Input records
======
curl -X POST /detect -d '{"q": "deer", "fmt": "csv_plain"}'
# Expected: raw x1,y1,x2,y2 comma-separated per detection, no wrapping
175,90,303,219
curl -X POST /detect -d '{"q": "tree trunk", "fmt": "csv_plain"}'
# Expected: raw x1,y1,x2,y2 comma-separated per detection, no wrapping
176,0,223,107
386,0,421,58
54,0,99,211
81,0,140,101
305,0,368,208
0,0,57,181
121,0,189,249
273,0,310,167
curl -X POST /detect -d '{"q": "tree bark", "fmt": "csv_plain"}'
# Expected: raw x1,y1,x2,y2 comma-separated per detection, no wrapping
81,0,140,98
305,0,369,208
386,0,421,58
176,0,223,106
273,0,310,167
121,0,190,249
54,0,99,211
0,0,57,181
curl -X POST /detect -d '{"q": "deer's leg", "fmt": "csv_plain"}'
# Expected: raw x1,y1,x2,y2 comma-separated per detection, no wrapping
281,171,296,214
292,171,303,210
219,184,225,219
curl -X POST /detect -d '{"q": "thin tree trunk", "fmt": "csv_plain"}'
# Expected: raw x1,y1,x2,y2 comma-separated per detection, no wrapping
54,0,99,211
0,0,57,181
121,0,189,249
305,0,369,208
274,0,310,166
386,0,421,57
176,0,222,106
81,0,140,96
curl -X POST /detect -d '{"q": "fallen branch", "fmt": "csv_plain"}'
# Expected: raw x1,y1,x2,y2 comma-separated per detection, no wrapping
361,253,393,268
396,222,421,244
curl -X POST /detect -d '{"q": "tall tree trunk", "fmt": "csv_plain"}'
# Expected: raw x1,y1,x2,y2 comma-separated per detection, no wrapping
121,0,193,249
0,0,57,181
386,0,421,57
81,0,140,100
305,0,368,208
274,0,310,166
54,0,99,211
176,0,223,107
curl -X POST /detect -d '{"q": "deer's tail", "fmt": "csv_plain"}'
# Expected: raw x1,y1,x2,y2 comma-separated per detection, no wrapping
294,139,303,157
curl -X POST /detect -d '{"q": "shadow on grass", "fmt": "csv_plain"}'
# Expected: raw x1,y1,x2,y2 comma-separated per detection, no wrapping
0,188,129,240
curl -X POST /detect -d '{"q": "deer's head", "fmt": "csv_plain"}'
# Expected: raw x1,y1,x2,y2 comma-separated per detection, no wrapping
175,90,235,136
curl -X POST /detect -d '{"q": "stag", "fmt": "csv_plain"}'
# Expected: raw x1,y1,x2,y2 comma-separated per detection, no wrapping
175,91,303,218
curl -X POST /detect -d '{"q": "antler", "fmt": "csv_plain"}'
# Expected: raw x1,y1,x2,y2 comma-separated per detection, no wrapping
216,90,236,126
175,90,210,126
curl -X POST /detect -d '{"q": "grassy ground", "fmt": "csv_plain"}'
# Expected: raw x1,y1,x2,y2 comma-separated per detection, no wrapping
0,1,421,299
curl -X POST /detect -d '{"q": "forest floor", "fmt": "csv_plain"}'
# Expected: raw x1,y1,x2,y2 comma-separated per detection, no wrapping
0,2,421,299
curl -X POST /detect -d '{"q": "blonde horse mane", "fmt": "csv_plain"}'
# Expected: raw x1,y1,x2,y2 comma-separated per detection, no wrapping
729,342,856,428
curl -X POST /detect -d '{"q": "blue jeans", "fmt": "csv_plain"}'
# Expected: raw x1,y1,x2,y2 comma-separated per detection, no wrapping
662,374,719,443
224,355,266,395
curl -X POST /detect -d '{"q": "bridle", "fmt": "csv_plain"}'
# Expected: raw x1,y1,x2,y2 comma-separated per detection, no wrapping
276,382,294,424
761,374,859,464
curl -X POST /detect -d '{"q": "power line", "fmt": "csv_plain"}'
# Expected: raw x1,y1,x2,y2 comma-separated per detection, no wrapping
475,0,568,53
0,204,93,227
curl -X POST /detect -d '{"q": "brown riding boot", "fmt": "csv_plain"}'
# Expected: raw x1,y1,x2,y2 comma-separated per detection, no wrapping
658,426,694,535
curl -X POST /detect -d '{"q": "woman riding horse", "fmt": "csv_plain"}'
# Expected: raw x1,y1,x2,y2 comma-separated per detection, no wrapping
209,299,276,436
======
Count the lines in the material above that contain the string "tree" and reply with that number alone.

4